STATED GOAL:
Edit the lines from the one containing "Expected behaviour: for every instance of the lake" through the end of the entries, replacing "small yellow flower" with "small purple flower" and changing nothing else. Return only those lines.

DATA FOR THE TASK:
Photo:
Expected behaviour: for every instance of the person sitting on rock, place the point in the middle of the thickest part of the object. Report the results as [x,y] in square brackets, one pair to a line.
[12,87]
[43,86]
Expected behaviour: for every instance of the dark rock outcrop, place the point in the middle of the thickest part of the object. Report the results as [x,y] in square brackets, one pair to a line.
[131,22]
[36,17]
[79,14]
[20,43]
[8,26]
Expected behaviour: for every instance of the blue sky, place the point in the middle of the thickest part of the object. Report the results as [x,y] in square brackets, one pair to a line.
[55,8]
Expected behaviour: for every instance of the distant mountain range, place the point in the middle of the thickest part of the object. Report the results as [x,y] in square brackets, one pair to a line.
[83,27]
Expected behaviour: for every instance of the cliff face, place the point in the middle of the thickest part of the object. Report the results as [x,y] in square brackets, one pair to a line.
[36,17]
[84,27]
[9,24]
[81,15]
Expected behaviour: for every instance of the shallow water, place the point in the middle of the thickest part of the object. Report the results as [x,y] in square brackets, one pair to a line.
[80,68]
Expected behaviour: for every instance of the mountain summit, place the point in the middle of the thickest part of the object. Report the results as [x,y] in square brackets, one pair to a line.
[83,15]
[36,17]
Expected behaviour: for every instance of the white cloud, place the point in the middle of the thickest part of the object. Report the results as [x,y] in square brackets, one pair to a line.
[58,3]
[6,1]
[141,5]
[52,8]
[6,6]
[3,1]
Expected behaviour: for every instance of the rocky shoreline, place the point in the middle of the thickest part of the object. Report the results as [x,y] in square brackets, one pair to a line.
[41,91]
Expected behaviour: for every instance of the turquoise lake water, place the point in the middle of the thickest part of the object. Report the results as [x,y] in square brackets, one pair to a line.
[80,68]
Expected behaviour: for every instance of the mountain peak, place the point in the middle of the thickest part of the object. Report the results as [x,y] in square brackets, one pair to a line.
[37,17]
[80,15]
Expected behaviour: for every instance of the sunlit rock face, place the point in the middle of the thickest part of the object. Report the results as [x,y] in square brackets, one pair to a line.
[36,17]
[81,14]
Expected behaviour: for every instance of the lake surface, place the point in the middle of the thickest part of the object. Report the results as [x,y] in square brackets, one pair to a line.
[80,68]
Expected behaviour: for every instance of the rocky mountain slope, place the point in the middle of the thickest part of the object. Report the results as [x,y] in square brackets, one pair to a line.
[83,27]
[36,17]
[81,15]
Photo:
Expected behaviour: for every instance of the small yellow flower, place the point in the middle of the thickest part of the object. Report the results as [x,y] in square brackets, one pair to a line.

SOLUTION TO THE PROBLEM:
Expected behaviour: for every instance of the lake surface, place the point in the middle of the thickest part of the object. Report the results as [x,y] in square brackets, one pair to a line.
[80,68]
Expected behaviour: for every instance of the rocky mountain slope, place the point in the middle of the thickest part of the object. Report the results as [x,y] in square brackets, one pair to a line.
[83,27]
[36,17]
[81,15]
Photo:
Expected behaviour: for every instance of the small purple flower, place the point in the middle of the thickest part of the object. Report the results as [x,y] in square brackets, one pair to a line.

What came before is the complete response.